- SECCIÓN DEL TEXTO:
________________

El ser humano requiere de un discurso como expresión
de su conciencia, es decir, de un lenguaje que nos traiciona y se vuelve
cómplice de nuestros enemigos. El lenguaje, siendo lo más íntimo y cercano a
nosotros, al ser expresado nos abandona y transformado en discurso ya no nos
pertenece. Nuestras palabras son la mejor arma que un enemigo puede usar en
contra de nosotros. Nos damos a conocer por medio de la palabra, lo que permite
saber de cuál patea cojeamos; medir fuerza y temperamento, y prever qué
posibilidades existen para un triunfo o una derrota. La palabra siempre guarda
un sentido, aun siendo incoherente exige interpretación; es un resultado de lo
que somos, una dispersión de nuestra existencia, es parte de la vida. Las palabras
son una huella de nuestras convicciones, anhelos, frustraciones, odios,
emociones, miedos y angustias. Revelan los secretos más recónditos. La única
manera de evadirse de ellas es a través de la muerte, pero esa ruptura de nada
sirve porque ellas se quedan y nosotros nos vamos.

________________

- MATERIAL PROPORCIONADO:
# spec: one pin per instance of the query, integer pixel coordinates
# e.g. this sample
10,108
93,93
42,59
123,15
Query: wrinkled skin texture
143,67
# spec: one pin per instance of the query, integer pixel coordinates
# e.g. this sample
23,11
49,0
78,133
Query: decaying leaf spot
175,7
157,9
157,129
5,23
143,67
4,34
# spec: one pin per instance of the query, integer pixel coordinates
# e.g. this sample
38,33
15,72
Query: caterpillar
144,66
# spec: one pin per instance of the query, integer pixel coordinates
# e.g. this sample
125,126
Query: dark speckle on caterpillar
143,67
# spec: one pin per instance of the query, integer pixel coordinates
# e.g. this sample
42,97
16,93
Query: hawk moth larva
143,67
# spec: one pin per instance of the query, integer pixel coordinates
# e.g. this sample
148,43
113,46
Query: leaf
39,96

________________

- TUS INSTRUCCIONES:
Responde estas preguntas con base en el texto sobre el lenguaje:
1. ¿Qué es, según el texto, la mejor arma que un enemigo puede usar en contra de nosotros?
2. ¿De qué son huella las palabras?
3. ¿Cuál es la única manera de evadirse de las palabras?

- RESPUESTA ESCRITA:
1. Nuestras palabras.
2. De nuestras convicciones, anhelos, frustraciones, odios, emociones, miedos y angustias.
3. La muerte.